INSTRUCTIONS TO FOLLOW = Swap "outline" for "boundary" everywhere it occurs in the records below, keeping every other part of them unchanged. Omit the pictures from your answer.
_ _ _ _ _
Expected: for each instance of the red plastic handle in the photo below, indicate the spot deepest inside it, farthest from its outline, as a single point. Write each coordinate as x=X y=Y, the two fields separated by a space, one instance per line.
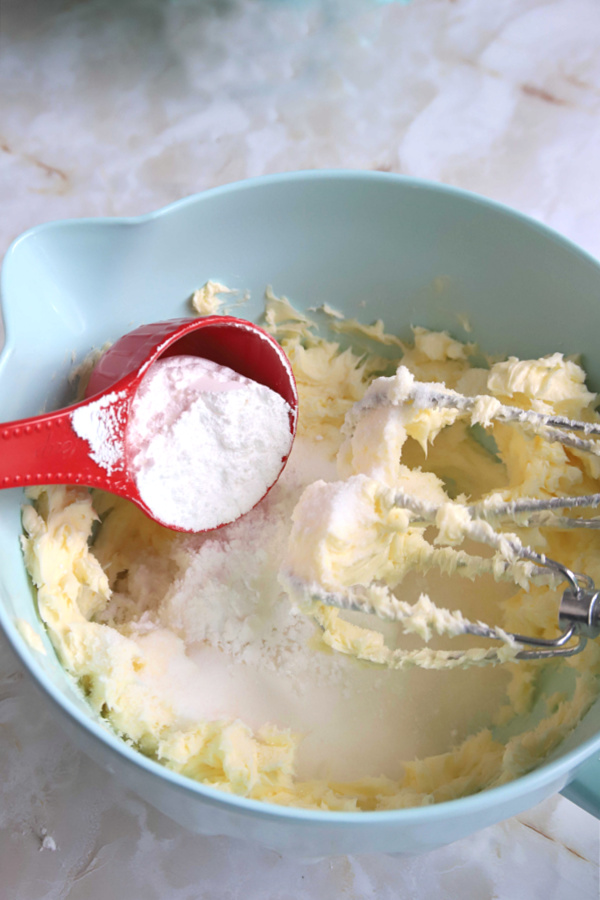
x=46 y=450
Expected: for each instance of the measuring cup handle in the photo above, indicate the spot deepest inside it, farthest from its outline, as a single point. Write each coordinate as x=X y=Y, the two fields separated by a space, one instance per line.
x=46 y=450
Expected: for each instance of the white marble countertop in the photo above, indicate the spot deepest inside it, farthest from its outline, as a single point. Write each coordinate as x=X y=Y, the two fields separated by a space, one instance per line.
x=117 y=109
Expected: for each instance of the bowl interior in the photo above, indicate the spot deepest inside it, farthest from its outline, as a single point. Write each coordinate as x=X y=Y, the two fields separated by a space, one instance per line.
x=373 y=246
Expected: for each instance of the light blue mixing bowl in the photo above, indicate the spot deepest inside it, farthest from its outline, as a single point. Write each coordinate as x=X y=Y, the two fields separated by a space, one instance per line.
x=418 y=253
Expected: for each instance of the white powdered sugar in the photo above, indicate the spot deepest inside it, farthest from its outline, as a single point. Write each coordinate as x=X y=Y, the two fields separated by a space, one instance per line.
x=204 y=442
x=99 y=423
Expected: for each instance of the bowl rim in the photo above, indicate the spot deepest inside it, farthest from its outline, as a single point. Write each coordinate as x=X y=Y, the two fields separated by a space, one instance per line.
x=539 y=778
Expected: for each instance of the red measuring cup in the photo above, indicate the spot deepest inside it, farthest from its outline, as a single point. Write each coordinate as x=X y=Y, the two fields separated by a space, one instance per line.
x=47 y=450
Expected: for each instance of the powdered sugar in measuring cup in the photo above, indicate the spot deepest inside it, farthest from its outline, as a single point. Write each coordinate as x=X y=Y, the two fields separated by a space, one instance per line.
x=205 y=443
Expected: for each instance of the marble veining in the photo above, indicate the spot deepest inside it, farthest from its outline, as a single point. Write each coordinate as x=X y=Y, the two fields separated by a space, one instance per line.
x=118 y=109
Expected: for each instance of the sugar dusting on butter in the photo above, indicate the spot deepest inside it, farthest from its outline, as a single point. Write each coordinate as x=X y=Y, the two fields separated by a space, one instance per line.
x=189 y=648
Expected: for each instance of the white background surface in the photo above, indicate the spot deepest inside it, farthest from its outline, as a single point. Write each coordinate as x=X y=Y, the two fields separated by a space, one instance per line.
x=119 y=108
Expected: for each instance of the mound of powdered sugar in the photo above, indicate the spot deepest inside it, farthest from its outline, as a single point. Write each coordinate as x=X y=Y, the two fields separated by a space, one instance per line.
x=204 y=443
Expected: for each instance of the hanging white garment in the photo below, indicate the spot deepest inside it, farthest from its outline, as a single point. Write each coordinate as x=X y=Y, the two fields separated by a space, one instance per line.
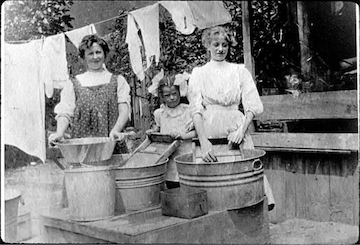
x=148 y=20
x=23 y=99
x=134 y=46
x=77 y=35
x=53 y=67
x=181 y=15
x=209 y=13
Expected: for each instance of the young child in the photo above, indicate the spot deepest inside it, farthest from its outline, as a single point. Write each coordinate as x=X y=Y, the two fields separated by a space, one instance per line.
x=173 y=118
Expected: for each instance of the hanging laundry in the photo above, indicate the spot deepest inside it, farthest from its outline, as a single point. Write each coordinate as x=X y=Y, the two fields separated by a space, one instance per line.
x=148 y=20
x=53 y=69
x=181 y=15
x=209 y=13
x=134 y=46
x=77 y=35
x=23 y=99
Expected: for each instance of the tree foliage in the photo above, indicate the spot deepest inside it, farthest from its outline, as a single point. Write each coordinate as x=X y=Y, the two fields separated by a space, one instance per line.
x=31 y=19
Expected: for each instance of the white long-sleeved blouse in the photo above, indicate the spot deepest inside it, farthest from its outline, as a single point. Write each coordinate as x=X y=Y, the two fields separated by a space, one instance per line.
x=225 y=84
x=66 y=105
x=216 y=90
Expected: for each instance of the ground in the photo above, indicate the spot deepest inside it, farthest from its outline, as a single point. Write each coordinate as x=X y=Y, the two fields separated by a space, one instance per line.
x=41 y=185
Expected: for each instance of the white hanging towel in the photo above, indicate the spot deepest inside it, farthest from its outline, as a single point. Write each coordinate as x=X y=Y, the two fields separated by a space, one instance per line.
x=77 y=35
x=209 y=13
x=148 y=20
x=23 y=99
x=181 y=15
x=134 y=46
x=53 y=67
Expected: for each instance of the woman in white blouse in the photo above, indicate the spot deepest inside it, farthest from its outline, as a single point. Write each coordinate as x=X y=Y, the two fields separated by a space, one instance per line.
x=215 y=92
x=95 y=103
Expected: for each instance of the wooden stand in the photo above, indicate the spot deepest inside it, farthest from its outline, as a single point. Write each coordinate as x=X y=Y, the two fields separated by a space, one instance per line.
x=242 y=226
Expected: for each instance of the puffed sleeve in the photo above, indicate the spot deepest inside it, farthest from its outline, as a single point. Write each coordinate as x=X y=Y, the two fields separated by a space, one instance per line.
x=66 y=105
x=123 y=91
x=157 y=120
x=194 y=93
x=250 y=95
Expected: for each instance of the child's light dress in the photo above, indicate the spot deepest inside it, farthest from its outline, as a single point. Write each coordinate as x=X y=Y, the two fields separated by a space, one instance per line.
x=174 y=120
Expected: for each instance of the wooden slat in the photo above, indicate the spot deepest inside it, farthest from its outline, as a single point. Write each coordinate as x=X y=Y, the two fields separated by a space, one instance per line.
x=304 y=33
x=321 y=105
x=319 y=141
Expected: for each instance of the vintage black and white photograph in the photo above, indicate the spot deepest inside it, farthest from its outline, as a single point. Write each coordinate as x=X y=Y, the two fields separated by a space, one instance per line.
x=191 y=122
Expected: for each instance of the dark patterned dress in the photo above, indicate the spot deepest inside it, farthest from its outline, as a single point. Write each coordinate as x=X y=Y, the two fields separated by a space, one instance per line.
x=96 y=111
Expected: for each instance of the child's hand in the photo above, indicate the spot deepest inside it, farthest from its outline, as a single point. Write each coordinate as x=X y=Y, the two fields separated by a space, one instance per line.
x=176 y=135
x=190 y=127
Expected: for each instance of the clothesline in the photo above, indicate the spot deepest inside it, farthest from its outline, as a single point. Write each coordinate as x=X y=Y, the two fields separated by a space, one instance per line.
x=112 y=18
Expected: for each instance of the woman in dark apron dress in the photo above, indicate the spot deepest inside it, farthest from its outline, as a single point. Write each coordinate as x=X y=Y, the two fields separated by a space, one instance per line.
x=95 y=103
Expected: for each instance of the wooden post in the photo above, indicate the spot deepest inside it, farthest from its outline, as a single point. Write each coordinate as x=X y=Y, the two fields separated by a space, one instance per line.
x=248 y=58
x=304 y=32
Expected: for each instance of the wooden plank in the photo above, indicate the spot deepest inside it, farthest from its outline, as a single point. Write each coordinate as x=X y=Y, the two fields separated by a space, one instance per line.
x=336 y=141
x=275 y=172
x=343 y=176
x=297 y=150
x=245 y=17
x=321 y=105
x=248 y=225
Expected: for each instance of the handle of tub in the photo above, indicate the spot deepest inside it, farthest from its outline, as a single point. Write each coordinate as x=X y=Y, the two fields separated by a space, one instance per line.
x=257 y=165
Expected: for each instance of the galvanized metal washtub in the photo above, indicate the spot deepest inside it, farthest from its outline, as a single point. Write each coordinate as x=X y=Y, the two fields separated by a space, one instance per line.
_ _ _ _ _
FINAL RESULT =
Expected: for each instance of the red plastic handle in the photo below, indicate the spot deepest inside it, farthest from its boundary, as a single point. Write each coordinate as x=X y=Y, the two fields separated by a space, one instance per line.
x=46 y=450
Expected: for each instance of the measuring cup handle in the photo above, indicate the spot deepest inside it, farthest from its boundary, as a single point. Write each coordinate as x=X y=Y, the two fields separated by a space, one instance per line.
x=46 y=450
Expected: for each instance of the white marble countertop in the photo above, indicate the spot deepest inside it, farthest from its boundary, as a single point. Write each coordinate as x=X y=Y, the two fields separated by a space, one instance per line.
x=117 y=109
Expected: for each instance of the bowl interior in the photo above, indicate the spot deepest inside it, farthest from its boundary, as a single point. Write each coordinate as x=X y=Y, the two fields separated by a space, one instance per line.
x=373 y=246
Expected: for each instance of the light blue mixing bowl in the photo above, indicate the spot deepest inside it, farthest from its boundary, as a single point. Write each coordinate as x=X y=Y, the two fields separated by a space, one instance per line.
x=418 y=253
Expected: for each instance of the white powdered sugar in the photo above, indicate the spot deepest inside it, farthest from its boundary, as a single point. Write each coordinate as x=X y=Y, the two fields separated by a space, one instance per line.
x=204 y=442
x=99 y=423
Expected: for each instance of the bowl rim in the photo above, indicate the spot deepest inside it, farthest from its boundary, as a single point. Write each coordinate as x=X y=Y, the two fields separated by a space, one instance per line.
x=539 y=778
Expected: for each instance of the red measuring cup in the photo above, indicate the spot deepest inside it, farthest from its boundary, as a single point. Write each coordinate as x=X y=Y, the two fields separated by a space, one instance per line.
x=47 y=450
Expected: for each instance of the powdered sugar in measuring cup in the photo above, indicate the spot deepest inside it, farthest from its boundary, as a single point. Write each coordinate as x=X y=Y, the two fields separated by a space, one instance per line.
x=205 y=443
Expected: for each instance of the marble veining in the photo above, indicate the spot deepest inside it, farthest from its boundary, as a single point. Write each coordinate as x=X y=Y, the two fields separated by a space, one instance per line.
x=118 y=109
Expected: for each instance of the sugar dusting on butter in the photo above, indicate the spot deepest inside it, farthest from its boundary, as a single point. Write each coordinate as x=X y=Y, the two fields separated by a space, one instance per line.
x=189 y=648
Expected: for each instance of the white background surface in the photo above, indicate the spot deepest inside it, farthest from its boundary, as a single point. Write each coordinate as x=X y=Y, the two fields separated by a space, one instance per line.
x=119 y=108
Expected: for each instance of the mound of powdered sugar in the photo above, indicate the spot deepest inside it, farthest from its boundary, as a single point. Write each coordinate as x=X y=Y, the two fields separated by a space, one instance per line.
x=204 y=443
Expected: for each instance of the hanging white garment in the photo below, indicate the spot deepest inside it, farthest from its boundary, as a single point. Write each coordinate as x=X y=Y, the two fields separated by a space, one instance per line.
x=148 y=20
x=23 y=99
x=134 y=46
x=77 y=35
x=53 y=67
x=181 y=15
x=209 y=13
Expected: for each instance of the young child in the photo above, indicate the spot deepest inside it, farthest from its boundary, as a single point. Write each coordinate as x=X y=Y, the two fields separated by a space, one instance per line.
x=173 y=118
Expected: for each instance of the hanging laundry in the photo above, indicate the spot deepest inside it, farthest from its boundary, as a single point. Write each coordinate as x=X y=Y, the two fields separated by a space, one instance per line.
x=148 y=20
x=53 y=69
x=181 y=15
x=209 y=13
x=134 y=46
x=77 y=35
x=23 y=99
Expected: for each instance of the tree foliage in the photo above, indicate the spot deepest inside it, farthest from its boundary, as a single point. Write each coordinate as x=X y=Y, the two fields separated by a space, one instance per line.
x=31 y=19
Expected: for each instance of the white long-sleeved blouse in the photo above, indicate the spot deepest inside it, farthest from its boundary, as a single point. Write each coordinate as x=X y=Y, the two fields separated by a space, one instance per line.
x=225 y=84
x=66 y=105
x=216 y=90
Expected: for each instance of the ground in the photo above, indicate the spot deepest inside it, farthest from its boundary, as a single point. Write each coordinate as x=X y=Y, the two fields separated by a space, one instance per line.
x=41 y=185
Expected: for each instance of the white hanging towel in the photo above, indicate the spot deepest inside it, farthest from its boundary, as a single point. Write each coordinate as x=X y=Y, the two fields separated by a space, one instance per line.
x=77 y=35
x=209 y=13
x=148 y=20
x=23 y=99
x=181 y=15
x=134 y=46
x=53 y=67
Expected: for each instance of the woman in white blouse in the photo above, indicate the spot deepest inside it, farthest from its boundary, as a single point. Write each coordinate as x=X y=Y, the two fields separated by a space, one instance per line.
x=215 y=92
x=95 y=103
Expected: for each instance of the wooden stand in the photo above, indicate the spot deepest inside it, farthest from its boundary, as a single point. Write each coordinate as x=X y=Y, the two fields separated by a space, one instance per line.
x=242 y=226
Expected: for each instance of the puffed sleeve in the photo above, indicate the spot deepest inside it, farthest from its boundary, as a single point. Write each coordinate as x=X y=Y, the two fields separated by a space, one instance per line.
x=66 y=105
x=123 y=91
x=157 y=120
x=194 y=93
x=250 y=95
Expected: for each instance of the child's light dress in the photo above, indicate the spot deepest inside it, farthest from its boundary, as a single point. Write each coordinate as x=X y=Y, the two fields separated by a space, one instance per line.
x=174 y=120
Expected: for each instance of the wooden slat in the photo above, indicate the spot deepest inside it, farthest from its boundary, as a single point. Write each coordinate as x=X y=Y, the two fields separated by a space, one instance per line.
x=304 y=33
x=321 y=105
x=319 y=141
Expected: for each instance of the vintage black and white photograph in the photo above, indicate the spot deepest inside it, farthest from its boundary, as a single point. Write each coordinate as x=X y=Y, the two fields separated by a space, one instance per line.
x=191 y=122
Expected: for each instance of the dark patterned dress in the photo above, indicate the spot deepest inside it, farthest from its boundary, as a single point. Write each coordinate as x=X y=Y, the two fields separated by a space, one instance per line.
x=96 y=111
Expected: for each instance of the child's hand in the photo above, indicate the spot deepest inside it, farthest from its boundary, as a single point. Write each coordinate as x=X y=Y, the two fields separated by a space, one instance per line.
x=176 y=135
x=190 y=127
Expected: for each instance of the clothesline in the photo above, indicate the spot deepest inside it, farthest from its boundary, as a single point. Write each coordinate as x=X y=Y, the two fields separated by a space, one instance per line.
x=112 y=18
Expected: for each instance of the woman in dark apron dress in the photo above, indicate the spot deepest inside it, farthest from its boundary, as a single point. Write each coordinate as x=X y=Y, the two fields separated by a space, one instance per line.
x=95 y=103
Expected: for each instance of the wooden post in the photo above, indicate the spot deepest inside it, farthest from its boundary, as a single point. Write each coordinate as x=X y=Y, the two fields separated by a space, one instance per line.
x=248 y=58
x=304 y=32
Expected: for each instance of the wooden plank in the photo above, indicate the spot deepest inside it, farthest from its boundary, as a single point. Write each coordinate as x=X y=Y, the two fields separated by a space, one instance per line.
x=336 y=141
x=275 y=172
x=343 y=176
x=297 y=150
x=245 y=17
x=321 y=105
x=248 y=225
Expected: for each instance of the handle of tub in the photo above, indicate the spot deepest inside it, farthest from its boundary, as a single point. Write each coordinate as x=X y=Y, the two fields separated by a space, one instance per line.
x=257 y=165
Expected: for each instance of the galvanized metal washtub in the photo above, indicate the spot deepest inside it, farthest from its boundary, as a single point. Write each coordinate as x=X y=Y, the two fields separated by a space, one instance per line.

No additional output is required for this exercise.